■ Exercise details ■
Would you please repeat the data that follows, exactly as it reads?

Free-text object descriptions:
--------
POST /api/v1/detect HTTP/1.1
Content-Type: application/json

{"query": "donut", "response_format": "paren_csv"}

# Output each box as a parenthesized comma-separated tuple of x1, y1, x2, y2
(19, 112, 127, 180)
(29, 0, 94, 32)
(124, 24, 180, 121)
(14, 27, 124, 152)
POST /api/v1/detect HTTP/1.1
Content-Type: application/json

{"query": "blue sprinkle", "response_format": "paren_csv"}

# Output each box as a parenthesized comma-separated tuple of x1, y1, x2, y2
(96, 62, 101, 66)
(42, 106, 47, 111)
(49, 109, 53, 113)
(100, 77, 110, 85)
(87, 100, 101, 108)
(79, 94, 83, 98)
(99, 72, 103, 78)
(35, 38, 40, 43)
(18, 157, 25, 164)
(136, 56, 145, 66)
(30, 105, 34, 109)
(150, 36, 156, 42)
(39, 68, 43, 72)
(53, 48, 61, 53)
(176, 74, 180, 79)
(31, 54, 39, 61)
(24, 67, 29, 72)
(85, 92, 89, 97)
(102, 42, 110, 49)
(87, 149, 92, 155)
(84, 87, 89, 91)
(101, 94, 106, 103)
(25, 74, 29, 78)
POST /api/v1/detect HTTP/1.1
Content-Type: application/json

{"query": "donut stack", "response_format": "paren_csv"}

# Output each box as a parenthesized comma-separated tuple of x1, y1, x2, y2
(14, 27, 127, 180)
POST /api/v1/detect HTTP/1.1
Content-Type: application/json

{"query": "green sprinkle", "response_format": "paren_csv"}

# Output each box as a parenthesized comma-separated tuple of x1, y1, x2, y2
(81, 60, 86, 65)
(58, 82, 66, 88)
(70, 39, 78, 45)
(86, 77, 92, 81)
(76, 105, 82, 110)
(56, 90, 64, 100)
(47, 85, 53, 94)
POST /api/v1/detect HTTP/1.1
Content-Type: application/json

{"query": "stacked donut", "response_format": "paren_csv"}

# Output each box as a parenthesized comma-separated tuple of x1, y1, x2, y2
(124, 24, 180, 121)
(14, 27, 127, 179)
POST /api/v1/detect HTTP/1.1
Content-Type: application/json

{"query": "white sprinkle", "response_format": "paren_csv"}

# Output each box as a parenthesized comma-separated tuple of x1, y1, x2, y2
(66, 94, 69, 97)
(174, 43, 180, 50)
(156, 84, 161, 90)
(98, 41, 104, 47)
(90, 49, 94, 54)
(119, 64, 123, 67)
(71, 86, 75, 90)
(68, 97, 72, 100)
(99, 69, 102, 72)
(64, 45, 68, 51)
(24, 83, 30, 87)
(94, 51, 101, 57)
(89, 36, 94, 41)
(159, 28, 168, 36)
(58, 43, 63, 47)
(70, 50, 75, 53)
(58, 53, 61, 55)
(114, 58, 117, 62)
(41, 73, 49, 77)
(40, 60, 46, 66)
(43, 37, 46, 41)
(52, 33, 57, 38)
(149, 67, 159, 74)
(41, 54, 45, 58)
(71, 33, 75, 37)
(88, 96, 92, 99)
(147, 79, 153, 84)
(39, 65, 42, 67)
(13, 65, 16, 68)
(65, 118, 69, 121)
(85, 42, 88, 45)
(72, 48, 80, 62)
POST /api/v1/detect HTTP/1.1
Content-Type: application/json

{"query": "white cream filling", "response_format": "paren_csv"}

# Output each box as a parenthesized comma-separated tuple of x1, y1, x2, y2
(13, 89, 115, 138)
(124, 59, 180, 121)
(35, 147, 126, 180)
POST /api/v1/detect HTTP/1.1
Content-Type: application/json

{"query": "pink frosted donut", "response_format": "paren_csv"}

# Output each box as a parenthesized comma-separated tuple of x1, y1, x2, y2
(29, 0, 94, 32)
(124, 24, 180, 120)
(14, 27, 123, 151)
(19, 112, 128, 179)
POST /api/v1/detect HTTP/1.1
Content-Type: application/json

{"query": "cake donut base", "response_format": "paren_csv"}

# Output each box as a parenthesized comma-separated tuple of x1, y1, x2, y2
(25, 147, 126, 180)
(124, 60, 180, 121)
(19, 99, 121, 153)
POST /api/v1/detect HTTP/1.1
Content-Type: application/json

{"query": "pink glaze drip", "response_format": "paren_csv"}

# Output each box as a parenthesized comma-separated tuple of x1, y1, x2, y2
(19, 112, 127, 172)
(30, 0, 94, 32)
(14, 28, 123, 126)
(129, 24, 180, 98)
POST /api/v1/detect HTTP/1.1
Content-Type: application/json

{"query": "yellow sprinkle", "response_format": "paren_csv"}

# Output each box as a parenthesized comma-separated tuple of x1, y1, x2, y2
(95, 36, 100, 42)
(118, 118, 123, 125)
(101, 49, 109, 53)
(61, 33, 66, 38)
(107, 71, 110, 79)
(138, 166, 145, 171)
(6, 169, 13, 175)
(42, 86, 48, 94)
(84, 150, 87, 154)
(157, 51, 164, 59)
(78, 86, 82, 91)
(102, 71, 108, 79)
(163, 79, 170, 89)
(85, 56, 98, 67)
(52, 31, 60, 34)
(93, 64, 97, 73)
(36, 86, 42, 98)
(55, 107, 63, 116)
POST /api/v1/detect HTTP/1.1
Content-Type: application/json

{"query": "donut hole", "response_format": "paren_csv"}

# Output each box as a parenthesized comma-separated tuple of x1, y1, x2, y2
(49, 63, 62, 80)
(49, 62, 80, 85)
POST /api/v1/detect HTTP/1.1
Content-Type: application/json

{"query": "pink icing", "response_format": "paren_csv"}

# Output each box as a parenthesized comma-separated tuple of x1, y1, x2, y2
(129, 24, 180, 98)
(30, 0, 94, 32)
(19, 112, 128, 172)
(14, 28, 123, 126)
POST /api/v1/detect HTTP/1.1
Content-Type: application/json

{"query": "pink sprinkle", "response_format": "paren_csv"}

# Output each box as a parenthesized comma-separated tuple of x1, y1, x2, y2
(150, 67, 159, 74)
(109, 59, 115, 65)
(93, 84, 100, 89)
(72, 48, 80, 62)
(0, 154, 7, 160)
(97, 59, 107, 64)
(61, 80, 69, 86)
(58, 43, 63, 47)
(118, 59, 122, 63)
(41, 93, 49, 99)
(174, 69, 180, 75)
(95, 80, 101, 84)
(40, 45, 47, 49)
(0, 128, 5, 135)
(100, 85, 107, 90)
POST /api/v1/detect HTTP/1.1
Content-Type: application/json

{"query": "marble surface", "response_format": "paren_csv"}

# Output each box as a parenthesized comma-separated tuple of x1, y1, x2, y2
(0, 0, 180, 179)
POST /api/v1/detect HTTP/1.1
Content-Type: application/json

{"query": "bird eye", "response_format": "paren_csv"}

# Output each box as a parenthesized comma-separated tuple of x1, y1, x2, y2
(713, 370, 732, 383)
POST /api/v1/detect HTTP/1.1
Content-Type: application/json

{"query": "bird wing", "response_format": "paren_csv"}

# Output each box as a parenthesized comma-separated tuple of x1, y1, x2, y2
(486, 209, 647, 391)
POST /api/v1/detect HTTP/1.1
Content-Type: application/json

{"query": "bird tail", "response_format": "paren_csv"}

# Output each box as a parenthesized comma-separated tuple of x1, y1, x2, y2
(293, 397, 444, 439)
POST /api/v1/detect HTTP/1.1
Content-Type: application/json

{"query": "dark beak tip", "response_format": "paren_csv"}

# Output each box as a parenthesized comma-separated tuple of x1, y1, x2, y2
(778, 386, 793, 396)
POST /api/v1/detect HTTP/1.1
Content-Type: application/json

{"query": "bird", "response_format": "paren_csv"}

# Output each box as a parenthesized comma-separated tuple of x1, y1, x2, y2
--------
■ Your response ■
POST /api/v1/detect HTTP/1.1
Content-Type: application/json

{"query": "donut", "response_format": "paren_csv"}

# Output each box as a parenthesized comma-separated tuple of x1, y1, x2, y2
(19, 112, 127, 180)
(29, 0, 94, 32)
(124, 24, 180, 121)
(14, 27, 124, 152)
POST /api/v1/detect HTTP/1.1
Content-Type: application/json

{"query": "blue sprinkle", "response_format": "paren_csv"}

# Output each box as a parenthesized comma-separated tuple of x1, y1, x2, y2
(96, 62, 101, 66)
(42, 106, 47, 111)
(49, 109, 53, 113)
(100, 77, 110, 85)
(87, 100, 101, 108)
(79, 94, 83, 98)
(99, 72, 103, 78)
(35, 38, 40, 43)
(18, 157, 25, 164)
(136, 56, 145, 66)
(30, 105, 34, 109)
(150, 36, 156, 42)
(39, 68, 43, 72)
(53, 48, 61, 53)
(176, 74, 180, 79)
(31, 54, 39, 61)
(24, 67, 29, 72)
(85, 92, 89, 97)
(102, 42, 110, 49)
(87, 149, 92, 155)
(84, 87, 89, 91)
(101, 94, 106, 103)
(25, 74, 29, 78)
POST /api/v1/detect HTTP/1.1
Content-Type: application/json

{"query": "donut stack", "response_format": "paren_csv"}

# Output each box as a parenthesized comma-separated tuple of x1, y1, x2, y2
(14, 27, 127, 180)
POST /api/v1/detect HTTP/1.1
Content-Type: application/json

{"query": "green sprinkle", "response_format": "paren_csv"}

# Output each box as a parenthesized comma-separated tuple of x1, y1, x2, y2
(81, 60, 86, 65)
(58, 82, 66, 88)
(70, 39, 78, 45)
(86, 77, 92, 81)
(76, 105, 82, 110)
(56, 90, 64, 100)
(47, 85, 53, 94)
POST /api/v1/detect HTTP/1.1
Content-Type: application/json

{"query": "stacked donut", "response_format": "paren_csv"}

# Output each box as a parenthesized comma-separated tuple of x1, y1, x2, y2
(124, 24, 180, 121)
(14, 27, 127, 179)
POST /api/v1/detect HTTP/1.1
Content-Type: application/json

{"query": "white sprinkle", "response_format": "paren_csv"}

# Output each box as a parenthesized comma-separated tuple of x1, y1, x2, y2
(66, 94, 69, 97)
(174, 43, 180, 50)
(156, 84, 161, 90)
(98, 41, 104, 47)
(90, 49, 94, 54)
(119, 64, 123, 67)
(71, 86, 75, 90)
(68, 97, 72, 100)
(99, 69, 102, 72)
(64, 45, 68, 51)
(24, 83, 30, 87)
(94, 51, 101, 57)
(89, 36, 94, 41)
(159, 28, 168, 36)
(58, 43, 63, 47)
(70, 50, 75, 53)
(58, 53, 61, 55)
(114, 58, 117, 62)
(41, 73, 49, 77)
(40, 60, 46, 66)
(43, 37, 46, 41)
(52, 33, 57, 38)
(149, 67, 159, 74)
(41, 54, 45, 58)
(71, 33, 75, 37)
(88, 96, 92, 99)
(147, 79, 153, 84)
(39, 65, 42, 67)
(13, 65, 16, 68)
(65, 118, 69, 121)
(85, 42, 88, 45)
(72, 48, 80, 62)
POST /api/v1/detect HTTP/1.1
Content-Type: application/json

{"query": "white cream filling", "response_format": "paren_csv"}

# Output each box as a parenthesized comma-separated tuple of x1, y1, x2, y2
(13, 89, 115, 138)
(124, 59, 180, 121)
(35, 147, 126, 180)
POST /api/v1/detect HTTP/1.1
Content-Type: application/json

{"query": "pink frosted donut", "response_format": "paren_csv"}

# Output each box as a parenthesized comma-separated tuple of x1, y1, x2, y2
(29, 0, 94, 32)
(124, 24, 180, 120)
(14, 27, 123, 151)
(19, 112, 128, 179)
POST /api/v1/detect HTTP/1.1
Content-Type: application/json

{"query": "cake donut base", "response_format": "paren_csv"}

# Output each box as a parenthesized comma-separated tuple of x1, y1, x2, y2
(25, 147, 126, 180)
(124, 60, 180, 121)
(19, 99, 121, 153)
POST /api/v1/detect HTTP/1.1
Content-Type: application/json

{"query": "pink glaze drip", "response_format": "paren_csv"}

# Output each box as a parenthesized comma-separated tuple of x1, y1, x2, y2
(19, 112, 127, 172)
(30, 0, 94, 32)
(14, 28, 123, 126)
(129, 24, 180, 98)
POST /api/v1/detect HTTP/1.1
Content-Type: application/json

{"query": "yellow sprinkle", "response_format": "paren_csv"}

# Output each box as a parenthesized comma-separated tuple of x1, y1, x2, y2
(95, 36, 100, 42)
(118, 118, 123, 125)
(101, 49, 109, 53)
(61, 33, 66, 38)
(107, 71, 110, 79)
(138, 166, 145, 171)
(6, 169, 13, 175)
(42, 86, 48, 94)
(84, 150, 87, 154)
(157, 51, 164, 59)
(78, 86, 82, 91)
(102, 71, 108, 79)
(163, 79, 170, 89)
(85, 56, 98, 67)
(52, 31, 60, 34)
(93, 64, 97, 73)
(36, 86, 42, 98)
(55, 107, 63, 116)
POST /api/v1/detect HTTP/1.1
Content-Type: application/json

{"query": "donut hole", "response_format": "paren_csv"}

# Output each box as a parenthesized comma-separated tuple of x1, y1, x2, y2
(49, 63, 62, 80)
(49, 62, 80, 85)
POST /api/v1/detect HTTP/1.1
Content-Type: application/json

{"query": "pink icing", "response_format": "paren_csv"}

# Output each box as a parenthesized comma-separated tuple of x1, y1, x2, y2
(129, 24, 180, 98)
(30, 0, 94, 32)
(19, 112, 128, 172)
(14, 28, 123, 126)
POST /api/v1/detect HTTP/1.1
Content-Type: application/json

{"query": "pink sprinkle", "response_format": "paren_csv"}

# Output each box as a parenthesized comma-separated tuple of x1, y1, x2, y2
(150, 67, 159, 74)
(109, 59, 115, 65)
(93, 84, 100, 89)
(72, 48, 80, 62)
(0, 154, 7, 160)
(97, 59, 107, 64)
(61, 80, 69, 86)
(58, 43, 63, 47)
(118, 59, 122, 63)
(41, 93, 49, 99)
(174, 69, 180, 75)
(95, 80, 101, 84)
(40, 45, 47, 49)
(0, 128, 5, 135)
(100, 85, 107, 90)
POST /api/v1/detect HTTP/1.1
Content-Type: application/json

{"query": "marble surface", "response_format": "paren_csv"}

# Output each box as a parenthesized comma-separated tuple of x1, y1, x2, y2
(0, 0, 180, 179)
POST /api/v1/detect HTTP/1.1
Content-Type: application/json

{"query": "bird eye", "response_format": "paren_csv"}

# Output each box as a parenthesized comma-separated tuple of x1, y1, x2, y2
(713, 370, 732, 383)
POST /api/v1/detect HTTP/1.1
Content-Type: application/json

{"query": "bird wing", "response_format": "paren_csv"}

# Output each box as a parenthesized comma-separated tuple of x1, y1, x2, y2
(486, 209, 647, 391)
POST /api/v1/detect HTTP/1.1
Content-Type: application/json

{"query": "bird tail", "response_format": "paren_csv"}

# Output each box as a parenthesized comma-separated tuple of x1, y1, x2, y2
(293, 397, 444, 439)
POST /api/v1/detect HTTP/1.1
Content-Type: application/json

{"query": "dark beak tip", "response_format": "paren_csv"}

# Output each box as a parenthesized comma-separated tuple of x1, y1, x2, y2
(778, 386, 793, 396)
POST /api/v1/detect HTTP/1.1
Content-Type: application/json

{"query": "bird", "response_format": "paren_csv"}

# Output each box as a parenthesized comma-separated tuple of x1, y1, x2, y2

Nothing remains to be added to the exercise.